* Work instruction
Could you transcribe every record below exactly as written, excluding the pictures?

━━━ Data for review

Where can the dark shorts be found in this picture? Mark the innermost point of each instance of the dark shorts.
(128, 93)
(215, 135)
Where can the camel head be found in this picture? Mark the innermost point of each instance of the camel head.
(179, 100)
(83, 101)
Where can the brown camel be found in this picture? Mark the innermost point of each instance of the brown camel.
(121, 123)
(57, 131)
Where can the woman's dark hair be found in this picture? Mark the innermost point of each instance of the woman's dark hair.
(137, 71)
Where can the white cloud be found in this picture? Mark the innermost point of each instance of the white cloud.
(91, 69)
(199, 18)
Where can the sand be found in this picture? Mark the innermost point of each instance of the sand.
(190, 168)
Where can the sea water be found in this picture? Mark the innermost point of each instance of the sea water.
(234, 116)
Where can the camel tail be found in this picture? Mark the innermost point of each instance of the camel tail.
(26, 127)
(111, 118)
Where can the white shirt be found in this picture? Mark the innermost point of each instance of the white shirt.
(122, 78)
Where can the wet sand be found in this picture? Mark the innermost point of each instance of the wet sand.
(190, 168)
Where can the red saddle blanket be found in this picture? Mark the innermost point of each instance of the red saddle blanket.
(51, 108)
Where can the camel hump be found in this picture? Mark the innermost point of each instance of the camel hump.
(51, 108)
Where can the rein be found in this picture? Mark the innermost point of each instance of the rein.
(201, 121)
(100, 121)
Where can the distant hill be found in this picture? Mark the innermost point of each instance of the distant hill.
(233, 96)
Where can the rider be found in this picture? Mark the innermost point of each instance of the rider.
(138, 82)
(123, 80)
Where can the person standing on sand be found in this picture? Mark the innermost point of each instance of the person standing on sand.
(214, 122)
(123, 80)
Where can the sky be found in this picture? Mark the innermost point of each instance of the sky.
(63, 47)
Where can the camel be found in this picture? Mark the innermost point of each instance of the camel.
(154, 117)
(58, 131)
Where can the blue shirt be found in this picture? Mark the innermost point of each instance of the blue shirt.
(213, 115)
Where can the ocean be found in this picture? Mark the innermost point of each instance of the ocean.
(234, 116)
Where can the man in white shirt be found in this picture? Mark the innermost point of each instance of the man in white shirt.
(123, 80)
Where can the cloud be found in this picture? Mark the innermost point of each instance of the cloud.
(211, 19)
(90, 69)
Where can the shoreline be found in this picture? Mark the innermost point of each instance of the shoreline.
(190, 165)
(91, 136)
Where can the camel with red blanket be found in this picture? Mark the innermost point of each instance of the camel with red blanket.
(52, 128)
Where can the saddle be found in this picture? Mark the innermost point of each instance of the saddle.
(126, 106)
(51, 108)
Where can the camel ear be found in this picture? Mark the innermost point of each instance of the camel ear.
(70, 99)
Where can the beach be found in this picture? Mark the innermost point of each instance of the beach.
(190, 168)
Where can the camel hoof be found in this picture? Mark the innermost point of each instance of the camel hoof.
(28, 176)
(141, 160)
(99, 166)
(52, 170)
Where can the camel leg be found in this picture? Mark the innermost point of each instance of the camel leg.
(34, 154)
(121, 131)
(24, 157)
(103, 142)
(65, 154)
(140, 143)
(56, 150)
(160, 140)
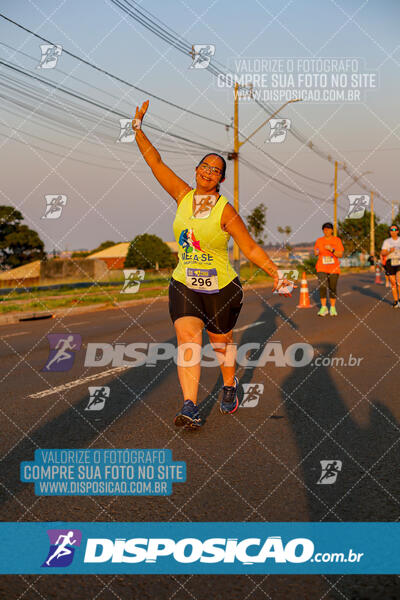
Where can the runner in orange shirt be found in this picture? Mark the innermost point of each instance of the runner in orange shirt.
(329, 249)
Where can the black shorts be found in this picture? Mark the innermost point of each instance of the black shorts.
(219, 311)
(389, 270)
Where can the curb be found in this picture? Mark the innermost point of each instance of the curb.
(70, 311)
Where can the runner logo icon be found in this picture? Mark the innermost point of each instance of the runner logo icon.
(330, 470)
(133, 278)
(62, 349)
(188, 241)
(62, 547)
(201, 55)
(50, 56)
(278, 130)
(54, 205)
(357, 205)
(98, 397)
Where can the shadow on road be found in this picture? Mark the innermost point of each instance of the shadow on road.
(372, 294)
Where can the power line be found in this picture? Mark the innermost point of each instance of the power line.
(100, 105)
(105, 72)
(216, 71)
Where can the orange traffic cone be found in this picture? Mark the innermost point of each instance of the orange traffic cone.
(304, 295)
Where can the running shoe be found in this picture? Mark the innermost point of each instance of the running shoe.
(188, 416)
(230, 401)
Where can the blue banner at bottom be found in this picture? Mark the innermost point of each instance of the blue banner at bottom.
(200, 548)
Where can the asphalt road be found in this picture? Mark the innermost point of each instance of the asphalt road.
(261, 464)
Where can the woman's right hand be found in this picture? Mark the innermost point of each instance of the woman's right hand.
(140, 112)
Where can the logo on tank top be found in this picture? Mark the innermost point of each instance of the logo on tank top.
(188, 241)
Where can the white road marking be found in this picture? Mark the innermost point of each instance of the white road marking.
(82, 381)
(3, 337)
(249, 326)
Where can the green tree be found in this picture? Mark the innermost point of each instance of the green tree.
(149, 252)
(355, 234)
(256, 222)
(19, 244)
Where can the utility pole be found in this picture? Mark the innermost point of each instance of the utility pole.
(335, 203)
(235, 157)
(372, 232)
(236, 250)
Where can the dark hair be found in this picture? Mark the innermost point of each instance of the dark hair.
(223, 164)
(327, 225)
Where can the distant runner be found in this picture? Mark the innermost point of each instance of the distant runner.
(391, 251)
(329, 249)
(205, 291)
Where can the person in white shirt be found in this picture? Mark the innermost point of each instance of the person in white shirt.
(391, 249)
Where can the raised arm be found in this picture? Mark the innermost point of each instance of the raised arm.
(233, 224)
(174, 185)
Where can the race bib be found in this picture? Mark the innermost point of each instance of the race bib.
(202, 280)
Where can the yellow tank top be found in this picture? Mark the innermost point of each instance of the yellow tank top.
(202, 248)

━━━━━━

* Response
Where can the dark shorts be found in this picture? Mark the innermost point of each instance of the dark shorts.
(128, 93)
(215, 135)
Where can the camel head be found in this picture? Mark the innermost point of each instance of the camel head.
(179, 100)
(83, 101)
Where can the brown camel be found in this picture? Mark the innermost point of each instance of the brown camel.
(121, 123)
(57, 131)
Where can the woman's dark hair be found in this picture? Mark the innermost point of each instance of the woman's dark hair.
(137, 71)
Where can the white cloud be found in this picture? Mark the innermost point of each instance of the white cloud.
(91, 69)
(199, 18)
Where can the sand be found in this picture? Mark the innermost point of each instance of the sand.
(190, 168)
Where can the sea water be found in this picture? Mark the innermost point of each instance of the sea water.
(234, 116)
Where can the camel tail be found in this picture? Mark the innermost point of each instance of the camel tail.
(26, 127)
(111, 118)
Where can the white shirt be found in this picture? Mark the innermost point of each instance of the white shirt.
(122, 78)
Where can the wet sand be found in this picture? Mark the innermost point of each instance of the wet sand.
(190, 168)
Where can the red saddle blanket be found in this picture? Mark the innermost point of each instance of the red saddle blanket.
(51, 108)
Where can the camel hump be found in this picture? Mark the innermost point of each instance of the camel hump.
(51, 108)
Where can the rein be found in this picture? Mark the innermost point of each instance of the rein.
(201, 121)
(100, 121)
Where can the distant hill be found in this picture? Mark the innermost point of each instance of the distant hill.
(233, 96)
Where can the rider be found in this picture? Mark the innermost point of each instance of the rider.
(138, 82)
(123, 80)
Where can the person standing on sand be found in this picture? Mark the innermost point of each instance of the person standing on sand.
(214, 122)
(123, 80)
Where can the sky be found in this picture? Mark the innermost point of each instance of the sky.
(63, 47)
Where can the camel be found in this picture? Mark the innermost point of each instance of the camel.
(154, 117)
(58, 131)
Where can the blue shirt be found in this picture? Mark the innermost point of each instance of the blue shirt.
(213, 115)
Where can the ocean be found in this picture? Mark the innermost point of each instance of the ocean.
(234, 116)
Where can the man in white shirt be found in this picture? Mark the innermost point of each instance of the man in white shirt.
(123, 80)
Where can the cloud be found in this picture? Mark the innermost point of each instance of the cloud.
(211, 19)
(90, 69)
Where can the shoreline be found in this picture? Mark the innermost point of each instance of the shoreline.
(190, 165)
(91, 136)
Where can the camel with red blanket be found in this picture? Mark the innermost point of each instance of the camel with red blanket.
(52, 128)
Where can the saddle be found in this picture? Mark the innermost point of each instance of the saddle.
(126, 106)
(51, 108)
Where can the camel ear be found in this picture? Mark the innermost point of each instance of the camel ear.
(70, 99)
Where can the beach be found in this picture? Mark the innermost point of each instance of the beach.
(190, 168)
Where can the camel hoof be found in this picture? Mark the innermost point of each instance of the camel hoof.
(28, 176)
(141, 160)
(99, 166)
(52, 170)
Where can the camel leg be found in this picture? Mark the innermost point of each instance of the camel leg.
(34, 154)
(121, 131)
(24, 157)
(103, 142)
(65, 154)
(140, 143)
(56, 150)
(160, 140)
Where can the runner in orange shirt be found in this picture? Mark the innermost point of each instance of the runner in orange shirt.
(329, 249)
Where can the black shorts be found in this picture? Mark the innermost point of each instance of the black shorts.
(219, 311)
(389, 270)
Where can the curb be found in this picture? Mark the innermost point of each instance of the curb.
(70, 311)
Where can the runner logo icon be found in this picture? Mark the innermost point of each instance of the runner logo icon.
(330, 470)
(133, 278)
(62, 349)
(188, 241)
(62, 547)
(201, 55)
(50, 56)
(278, 130)
(54, 205)
(357, 205)
(98, 397)
Where can the shadow on road be found in this picture? Mark the innermost point of each instance of the shadow on road.
(372, 294)
Where can the power line be found in this picture? Mark the innermost point of each instance of the power line.
(100, 105)
(105, 72)
(216, 71)
Where can the orange traffic cone be found in this picture? Mark the innermost point of each instance of the orange traffic cone.
(304, 295)
Where can the running shoe be found in this picture? Mark the innermost point of each instance of the running shoe.
(188, 416)
(230, 401)
Where can the blue banner at bottom be found in this picture? Mark the innermost point of each instance of the blue banner at bottom.
(200, 548)
Where can the asphalt road be found in this picture? Mark the innermost point of each instance of the asphalt road.
(261, 464)
Where can the woman's right hand be found in this picture? Mark the innermost point of each instance of the woman's right hand.
(140, 112)
Where can the logo on tank top be found in this picture? Mark the innermost point of each instance of the logo on tank top.
(188, 241)
Where can the white road marking be found in this picture? Mark the innermost point of each instance of the white road marking.
(82, 381)
(3, 337)
(249, 326)
Where can the green tree be found in this picture? Mark the innermost point of each instance of the green tree.
(149, 252)
(355, 234)
(256, 222)
(19, 244)
Where can the utility pole be found in this picture? Mark the innermost point of each instance of the utility pole.
(335, 203)
(235, 157)
(372, 232)
(236, 250)
Where can the dark hair be found in this picture? Mark the innermost point of each instance of the dark hair.
(223, 164)
(327, 225)
Where can the distant runner be found in this picture? Mark the innermost point of each instance of the distant runner.
(391, 251)
(329, 249)
(205, 291)
Where can the person in white shirt be found in this picture? Mark the innermost point of each instance of the person in white shirt.
(391, 249)
Where can the raised arm be found in this picture? Mark the innermost point of each instance of the raised arm.
(233, 224)
(174, 185)
Where can the race bib be found in this picture? Mark the innermost point of each instance of the race bib.
(202, 280)
Where can the yellow tank top be found in this picture? Mark the innermost point of each instance of the yellow tank top.
(202, 248)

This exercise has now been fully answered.